PROBLEM STATEMENT
Using the passage on BLAST parallelization below, explain in one to three sentences why the new method is called "dual segmentation."

EXTRACT TO READ
Content starts

Recent breakthroughs in molecular biology and next generation sequencing technologies have led to the expenential growh of the sequence databases. Researchrs use BLAST for processing these sequences. However traditional software parallelization techniques (threads, message passing interface) applied in newer versios of BLAST are not adequate for processing these sequences in timely manner.


A new method for array job parallelization has been developed which offers O(T) theoretical speed-up in comparison to multi-threading and MPI techniques. Here T is the number of array job tasks. (The number of CPUs that will be used to complete the job equals the product of T multiplied by the number of CPUs used by a single task.) The approach is based on segmentation of both input datasets to the BLAST process, combining partial solutions published earlier (Dhanker and Gupta, Int J Comput Sci Inf Technol_5:4818-4820, 2014), (Grant et al., Bioinformatics_18:765-766, 2002), (Mathog, Bioinformatics_19:1865-1866, 2003). It is accordingly referred to as a “dual segmentation” method. In order to implement the new method, the BLAST source code was modified to allow the researcher to pass to the program the number of records (effective number of sequences) in the original database. The team also developed methods to manage and consolidate the large number of partial results that get produced. Dual segmentation allows for massive parallelization, which lifts the scaling ceiling in exciting ways.


BLAST jobs that hitherto failed or slogged inefficiently to completion now finish with speeds that characteristically reduce wallclock time from 27 days on 40 CPUs to a single day using 4104 tasks, each task utilizing eight CPUs and taking less than 7 minutes to complete.

Content ends

GIVEN INFORMATION
Content starts

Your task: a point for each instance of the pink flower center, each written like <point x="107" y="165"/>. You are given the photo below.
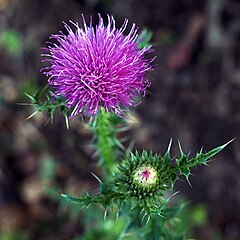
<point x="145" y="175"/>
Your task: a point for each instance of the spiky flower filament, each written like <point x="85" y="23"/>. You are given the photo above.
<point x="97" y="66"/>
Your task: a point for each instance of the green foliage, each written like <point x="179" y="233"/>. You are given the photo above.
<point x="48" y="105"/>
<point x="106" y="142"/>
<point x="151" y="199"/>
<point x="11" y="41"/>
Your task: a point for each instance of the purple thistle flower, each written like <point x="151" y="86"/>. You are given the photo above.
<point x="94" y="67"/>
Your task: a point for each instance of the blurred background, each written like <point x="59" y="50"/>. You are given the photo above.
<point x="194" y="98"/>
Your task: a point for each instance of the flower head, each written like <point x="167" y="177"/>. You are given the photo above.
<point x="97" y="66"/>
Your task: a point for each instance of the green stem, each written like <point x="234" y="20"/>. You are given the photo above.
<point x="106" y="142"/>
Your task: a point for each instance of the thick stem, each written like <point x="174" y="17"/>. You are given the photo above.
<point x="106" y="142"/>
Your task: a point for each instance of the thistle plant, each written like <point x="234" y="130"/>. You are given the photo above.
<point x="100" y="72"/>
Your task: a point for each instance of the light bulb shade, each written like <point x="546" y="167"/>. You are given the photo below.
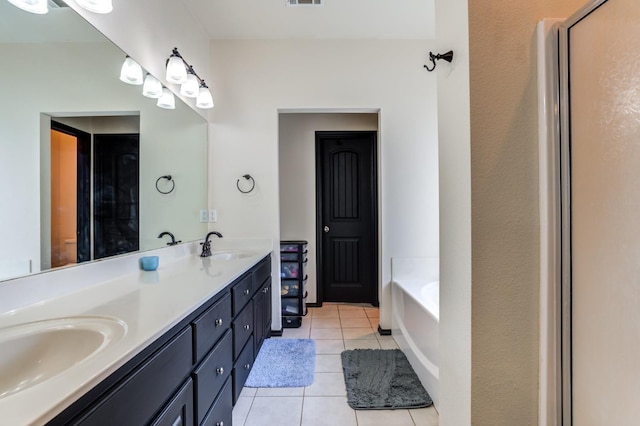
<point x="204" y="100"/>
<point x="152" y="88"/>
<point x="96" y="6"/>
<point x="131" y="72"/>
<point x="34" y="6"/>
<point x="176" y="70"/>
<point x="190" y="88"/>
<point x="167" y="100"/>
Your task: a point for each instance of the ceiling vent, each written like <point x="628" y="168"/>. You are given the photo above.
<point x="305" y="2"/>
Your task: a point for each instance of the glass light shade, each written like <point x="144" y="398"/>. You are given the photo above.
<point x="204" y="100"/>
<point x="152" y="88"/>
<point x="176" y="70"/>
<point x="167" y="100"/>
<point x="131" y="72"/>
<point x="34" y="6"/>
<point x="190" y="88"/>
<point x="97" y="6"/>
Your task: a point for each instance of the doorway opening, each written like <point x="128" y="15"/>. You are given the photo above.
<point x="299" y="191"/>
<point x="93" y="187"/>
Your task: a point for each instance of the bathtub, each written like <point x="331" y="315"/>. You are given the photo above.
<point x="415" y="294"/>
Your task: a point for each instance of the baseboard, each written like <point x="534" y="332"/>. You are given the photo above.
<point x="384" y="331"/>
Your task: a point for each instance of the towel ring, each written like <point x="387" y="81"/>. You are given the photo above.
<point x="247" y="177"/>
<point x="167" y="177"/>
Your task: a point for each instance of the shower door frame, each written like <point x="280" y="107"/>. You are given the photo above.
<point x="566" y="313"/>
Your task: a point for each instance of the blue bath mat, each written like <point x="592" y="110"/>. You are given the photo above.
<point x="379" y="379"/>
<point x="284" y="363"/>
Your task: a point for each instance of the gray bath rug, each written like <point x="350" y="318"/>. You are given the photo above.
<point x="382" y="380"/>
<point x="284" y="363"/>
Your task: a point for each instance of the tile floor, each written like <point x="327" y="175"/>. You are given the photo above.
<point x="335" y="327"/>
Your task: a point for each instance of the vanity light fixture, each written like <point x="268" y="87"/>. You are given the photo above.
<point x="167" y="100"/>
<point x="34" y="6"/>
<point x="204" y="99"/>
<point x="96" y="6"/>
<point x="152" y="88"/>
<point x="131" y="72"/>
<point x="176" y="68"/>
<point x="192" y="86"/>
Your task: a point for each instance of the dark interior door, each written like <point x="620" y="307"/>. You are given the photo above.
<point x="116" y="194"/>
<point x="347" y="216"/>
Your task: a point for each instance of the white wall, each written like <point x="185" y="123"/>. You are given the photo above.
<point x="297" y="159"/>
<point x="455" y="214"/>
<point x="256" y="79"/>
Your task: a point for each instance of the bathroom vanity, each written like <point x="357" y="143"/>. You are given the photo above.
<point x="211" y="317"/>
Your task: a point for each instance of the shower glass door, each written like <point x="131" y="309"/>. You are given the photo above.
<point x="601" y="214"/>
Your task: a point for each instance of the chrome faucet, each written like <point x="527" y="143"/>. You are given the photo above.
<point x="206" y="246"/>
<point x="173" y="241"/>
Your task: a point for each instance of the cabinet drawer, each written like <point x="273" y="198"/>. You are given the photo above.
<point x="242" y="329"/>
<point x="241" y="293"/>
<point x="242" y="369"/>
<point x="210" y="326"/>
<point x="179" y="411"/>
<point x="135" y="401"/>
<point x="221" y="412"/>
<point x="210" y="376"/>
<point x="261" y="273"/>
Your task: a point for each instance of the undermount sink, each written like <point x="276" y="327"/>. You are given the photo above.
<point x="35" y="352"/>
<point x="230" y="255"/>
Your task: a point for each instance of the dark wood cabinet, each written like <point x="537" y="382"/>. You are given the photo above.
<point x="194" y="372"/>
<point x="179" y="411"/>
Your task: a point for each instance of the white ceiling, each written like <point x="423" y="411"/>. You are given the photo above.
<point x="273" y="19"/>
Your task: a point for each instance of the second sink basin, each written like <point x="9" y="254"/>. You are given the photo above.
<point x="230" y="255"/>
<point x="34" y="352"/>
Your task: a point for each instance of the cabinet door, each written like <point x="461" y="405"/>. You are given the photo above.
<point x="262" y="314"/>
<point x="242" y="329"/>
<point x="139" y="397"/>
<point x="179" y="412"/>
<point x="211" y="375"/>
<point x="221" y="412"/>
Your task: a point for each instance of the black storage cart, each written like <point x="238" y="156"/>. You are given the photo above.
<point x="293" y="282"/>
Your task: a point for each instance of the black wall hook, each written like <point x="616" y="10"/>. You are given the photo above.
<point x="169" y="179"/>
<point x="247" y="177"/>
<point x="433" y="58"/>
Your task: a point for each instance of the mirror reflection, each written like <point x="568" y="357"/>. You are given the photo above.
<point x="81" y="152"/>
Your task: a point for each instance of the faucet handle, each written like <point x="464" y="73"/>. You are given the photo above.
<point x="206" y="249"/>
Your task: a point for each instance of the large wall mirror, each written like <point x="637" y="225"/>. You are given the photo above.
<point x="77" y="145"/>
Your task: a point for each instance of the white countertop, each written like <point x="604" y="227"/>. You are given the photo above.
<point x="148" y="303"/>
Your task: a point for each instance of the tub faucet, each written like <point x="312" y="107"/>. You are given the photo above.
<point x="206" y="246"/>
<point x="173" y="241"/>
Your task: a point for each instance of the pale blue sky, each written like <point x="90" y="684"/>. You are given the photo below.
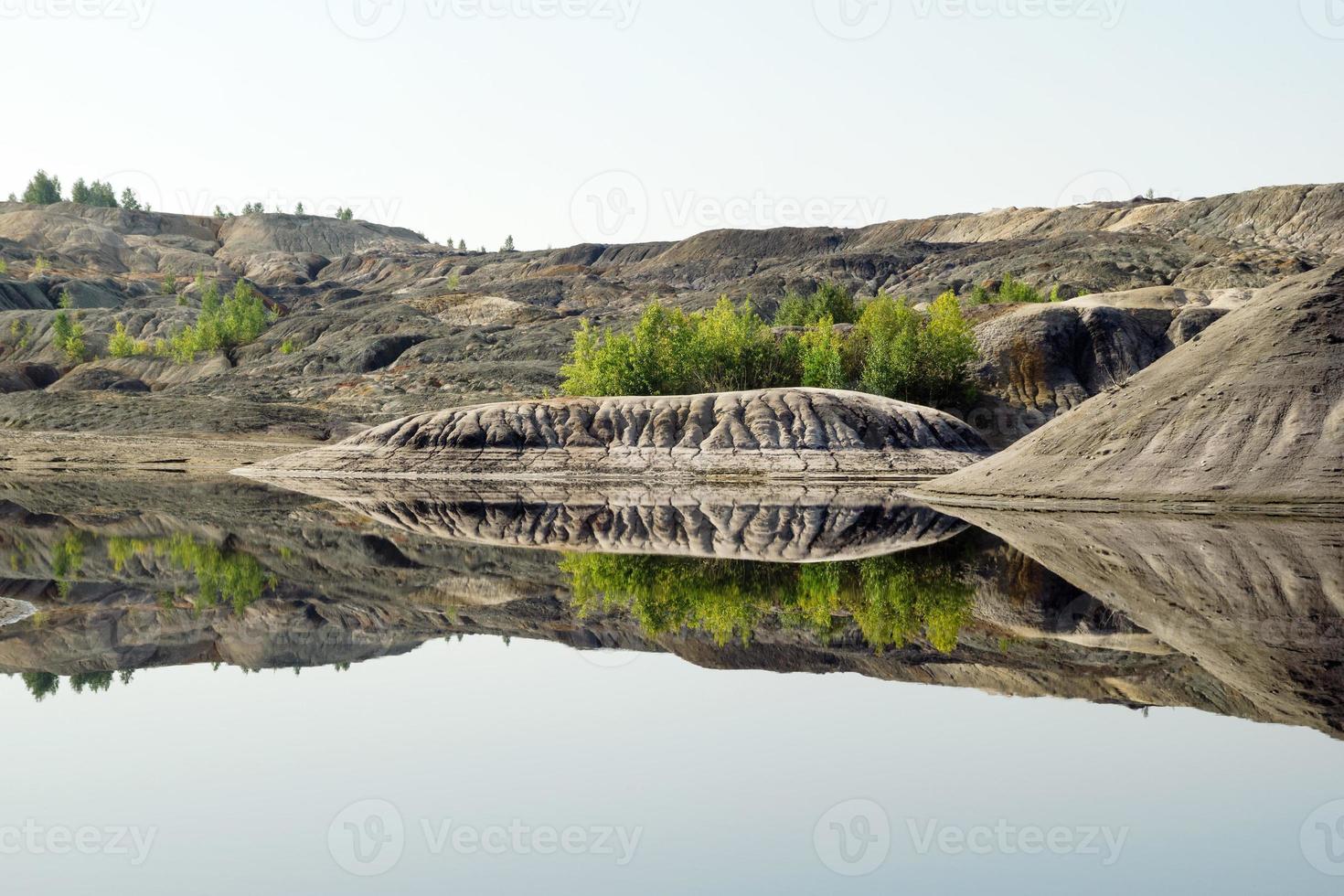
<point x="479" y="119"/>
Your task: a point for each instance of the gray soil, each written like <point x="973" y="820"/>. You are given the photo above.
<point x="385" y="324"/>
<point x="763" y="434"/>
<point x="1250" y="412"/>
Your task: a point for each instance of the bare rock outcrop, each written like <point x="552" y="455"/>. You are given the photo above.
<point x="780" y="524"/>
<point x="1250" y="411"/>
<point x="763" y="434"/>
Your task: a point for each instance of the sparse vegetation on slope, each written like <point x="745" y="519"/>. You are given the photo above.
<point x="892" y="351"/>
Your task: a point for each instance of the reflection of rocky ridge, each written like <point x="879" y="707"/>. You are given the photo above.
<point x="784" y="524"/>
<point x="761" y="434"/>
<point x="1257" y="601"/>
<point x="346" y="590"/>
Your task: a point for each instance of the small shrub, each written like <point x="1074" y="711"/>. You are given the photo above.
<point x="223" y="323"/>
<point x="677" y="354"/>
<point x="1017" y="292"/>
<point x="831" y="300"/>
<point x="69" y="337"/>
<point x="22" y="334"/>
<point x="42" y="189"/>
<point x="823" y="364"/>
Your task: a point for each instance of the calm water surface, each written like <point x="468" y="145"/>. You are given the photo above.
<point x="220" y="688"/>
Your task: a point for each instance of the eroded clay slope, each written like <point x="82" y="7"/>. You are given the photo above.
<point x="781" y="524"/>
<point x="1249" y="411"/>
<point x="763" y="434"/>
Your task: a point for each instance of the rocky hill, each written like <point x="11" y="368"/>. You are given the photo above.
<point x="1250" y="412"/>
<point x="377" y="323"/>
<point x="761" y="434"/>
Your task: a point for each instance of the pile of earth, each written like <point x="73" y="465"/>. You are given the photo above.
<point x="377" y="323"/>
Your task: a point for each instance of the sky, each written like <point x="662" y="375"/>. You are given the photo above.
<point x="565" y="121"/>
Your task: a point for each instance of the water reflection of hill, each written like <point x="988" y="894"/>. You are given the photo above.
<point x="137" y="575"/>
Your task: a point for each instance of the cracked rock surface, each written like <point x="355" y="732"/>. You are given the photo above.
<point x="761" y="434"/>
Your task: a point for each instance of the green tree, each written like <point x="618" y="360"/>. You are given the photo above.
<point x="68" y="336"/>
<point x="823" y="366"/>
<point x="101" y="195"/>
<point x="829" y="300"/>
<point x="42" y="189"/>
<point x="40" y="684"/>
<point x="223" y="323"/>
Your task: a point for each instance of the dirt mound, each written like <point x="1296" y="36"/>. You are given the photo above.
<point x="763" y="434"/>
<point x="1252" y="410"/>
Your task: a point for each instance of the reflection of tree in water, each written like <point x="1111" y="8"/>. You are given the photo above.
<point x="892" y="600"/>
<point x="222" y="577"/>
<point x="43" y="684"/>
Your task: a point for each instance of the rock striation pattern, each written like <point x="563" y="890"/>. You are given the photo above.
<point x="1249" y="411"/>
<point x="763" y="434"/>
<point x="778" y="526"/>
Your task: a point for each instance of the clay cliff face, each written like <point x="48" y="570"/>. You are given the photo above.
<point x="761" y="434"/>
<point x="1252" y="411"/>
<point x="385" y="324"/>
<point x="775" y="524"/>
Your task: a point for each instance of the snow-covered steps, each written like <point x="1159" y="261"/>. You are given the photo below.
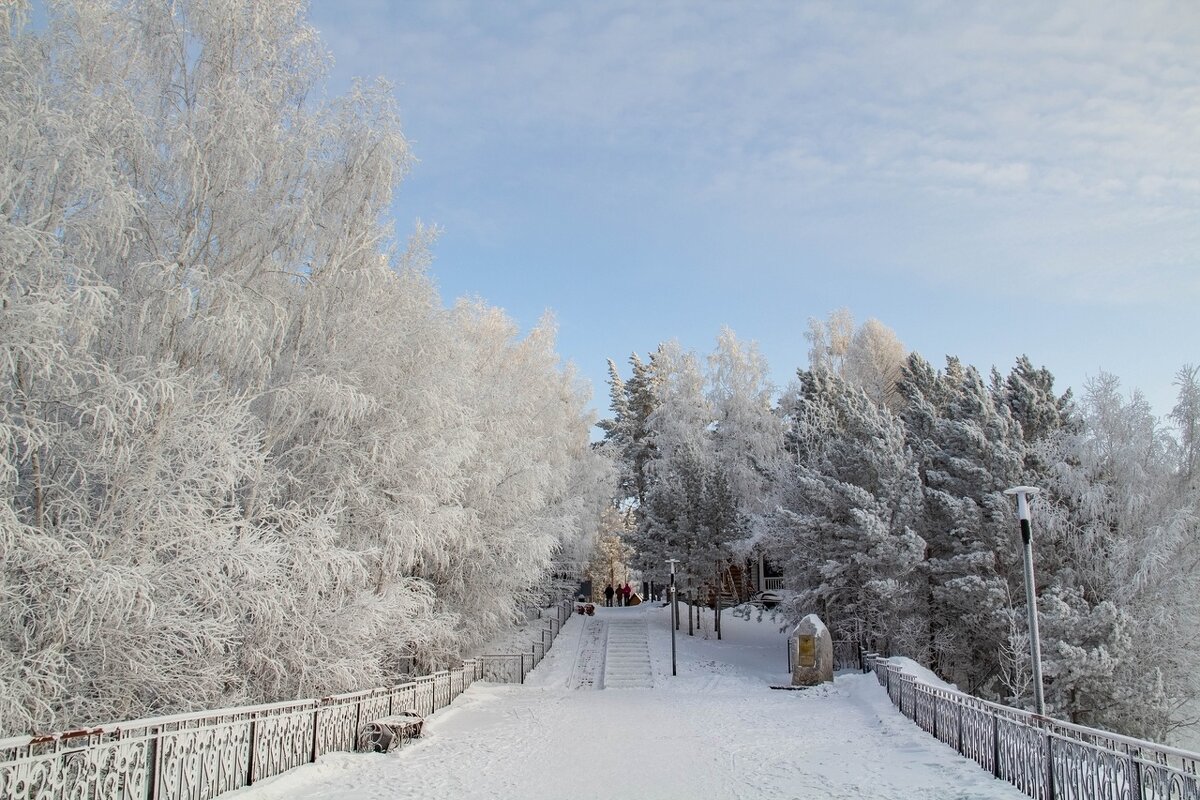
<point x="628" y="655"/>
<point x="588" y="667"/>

Content ends

ANSWER TO THIS TASK
The method is called "dual segmentation" because it segments both input datasets to the BLAST process. It does this by combining partial solutions that were published earlier.